[Supplied material]
# # # # # # #

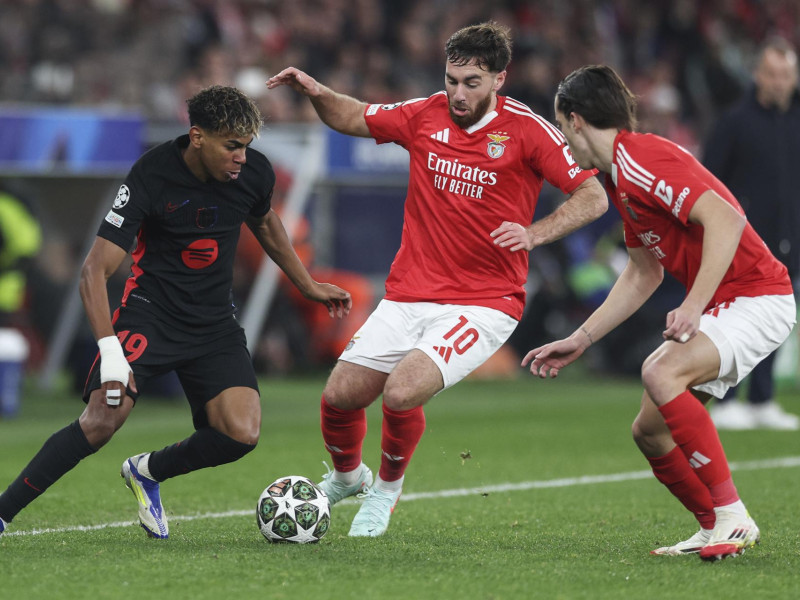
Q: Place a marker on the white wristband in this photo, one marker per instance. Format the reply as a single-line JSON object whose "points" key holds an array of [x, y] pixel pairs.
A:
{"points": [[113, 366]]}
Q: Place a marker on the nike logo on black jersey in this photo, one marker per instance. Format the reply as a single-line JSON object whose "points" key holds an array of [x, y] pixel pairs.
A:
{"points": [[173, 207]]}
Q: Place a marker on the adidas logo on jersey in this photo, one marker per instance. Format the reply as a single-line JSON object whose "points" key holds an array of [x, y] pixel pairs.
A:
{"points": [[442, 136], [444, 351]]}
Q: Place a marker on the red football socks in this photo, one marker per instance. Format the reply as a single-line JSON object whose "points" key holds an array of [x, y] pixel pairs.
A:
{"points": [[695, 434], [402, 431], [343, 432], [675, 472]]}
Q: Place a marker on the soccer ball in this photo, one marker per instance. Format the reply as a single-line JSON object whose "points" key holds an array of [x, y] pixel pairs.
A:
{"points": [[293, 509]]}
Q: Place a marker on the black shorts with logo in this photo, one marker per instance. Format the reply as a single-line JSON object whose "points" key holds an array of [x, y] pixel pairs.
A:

# # # # # # #

[What is required] Set down exactly, and only, the lines from the one containing "Q: Place a marker on the adidas" to the final line of the data.

[Solution to this problem]
Q: Place a marker on the adidas logo on jersey in this photo, one marker per instance. Format the reply as a single-line JSON object whose "points" key holds an array of [x, y] pixel pairs.
A:
{"points": [[442, 136], [444, 351]]}
Q: Place a marker on the red football socks in this photo, one marker per instance. Format the reply as a single-line JSON object whose "points" key holds an array of [x, y] pixel pairs.
A:
{"points": [[695, 434], [402, 431], [343, 432], [675, 472]]}
Q: Place a marker on the soccer ball in this photo, one marker per instance. Format the reply as a single-line JSON object whose "points" key holds an array of [x, y] pixel pairs.
A:
{"points": [[293, 509]]}
Q: Place a marker on the black shorts with logo in this photo, one marker per instance. Format the reply as a single-line JSON object whose "points" key holds an array of [x, y] pixel pairs.
A:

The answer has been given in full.